**** Given text

Predicting environmental stressor levels with machine learning: a comparison between amplicon sequencing, metagenomics, and total RNA sequencing based on taxonomically assigned data.
Introduction: Microbes are increasingly (re)considered for environmental assessments because they are powerful indicators for the health of ecosystems. The complexity of microbial communities necessitates powerful novel tools to derive conclusions for environmental decision-makers, and machine learning is a promising option in that context. While amplicon sequencing is typically applied to assess microbial communities, metagenomics and total RNA sequencing (herein summarized as omics-based methods) can provide a more holistic picture of microbial biodiversity at sufficient sequencing depths. Despite this advantage, amplicon sequencing and omics-based methods have not yet been compared for taxonomy-based environmental assessments with machine learning.

********

* Required tasks
A – Copy the abstract on predicting environmental stressor levels from "Introduction: Microbes are" up to and including "with machine learning.".
B – Name every sequencing method that the abstract on predicting environmental stressor levels compares.
C – Write the next part of the abstract on predicting environmental stressor levels, picking up after its last sentence.

**** Data provided

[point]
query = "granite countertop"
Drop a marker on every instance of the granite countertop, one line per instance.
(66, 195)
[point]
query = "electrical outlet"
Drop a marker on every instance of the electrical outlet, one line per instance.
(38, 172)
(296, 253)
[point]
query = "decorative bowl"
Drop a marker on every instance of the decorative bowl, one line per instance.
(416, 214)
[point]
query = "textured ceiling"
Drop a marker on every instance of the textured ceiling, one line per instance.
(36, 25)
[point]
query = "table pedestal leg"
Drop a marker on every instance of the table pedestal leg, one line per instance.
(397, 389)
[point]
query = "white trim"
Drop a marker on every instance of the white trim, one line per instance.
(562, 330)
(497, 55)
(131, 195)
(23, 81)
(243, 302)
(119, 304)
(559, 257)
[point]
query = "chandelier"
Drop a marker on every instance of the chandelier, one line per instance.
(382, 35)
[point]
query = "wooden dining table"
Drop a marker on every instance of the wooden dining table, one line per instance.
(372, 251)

********

* Task responses
A –
Introduction: Microbes are increasingly (re)considered for environmental assessments because they are powerful indicators for the health of ecosystems. The complexity of microbial communities necessitates powerful novel tools to derive conclusions for environmental decision-makers, and machine learning is a promising option in that context. While amplicon sequencing is typically applied to assess microbial communities, metagenomics and total RNA sequencing (herein summarized as omics-based methods) can provide a more holistic picture of microbial biodiversity at sufficient sequencing depths. Despite this advantage, amplicon sequencing and omics-based methods have not yet been compared for taxonomy-based environmental assessments with machine learning.

B – Amplicon sequencing, metagenomics, total RNA sequencing

C –
Methods: In this study, we applied 16S and ITS-2 sequencing, metagenomics, and total RNA sequencing to samples from a stream mesocosm experiment that investigated the impacts of two aquatic stressors, insecticide and increased fine sediment deposition, on stream biodiversity. We processed the data using similarity clustering and denoising (only applicable to amplicon sequencing) as well as multiple taxonomic levels, data types, feature selection, and machine learning algorithms and evaluated the stressor prediction performance of each generated model for a total of 1,536 evaluated combinations of taxonomic datasets and data-processing methods.
Results: Sequencing and data-processing methods had a substantial impact on stressor prediction. While omics-based methods detected a higher diversity of taxa than amplicon sequencing, 16S sequencing outperformed all other sequencing methods in terms of stressor prediction based on the Matthews Correlation Coefficient. However, even the highest observed performance for 16S sequencing was still only moderate. Omics-based methods performed poorly overall, but this was likely due to insufficient sequencing depth. Data types had no impact on performance while feature selection significantly improved performance for omicsbased methods but not for amplicon sequencing.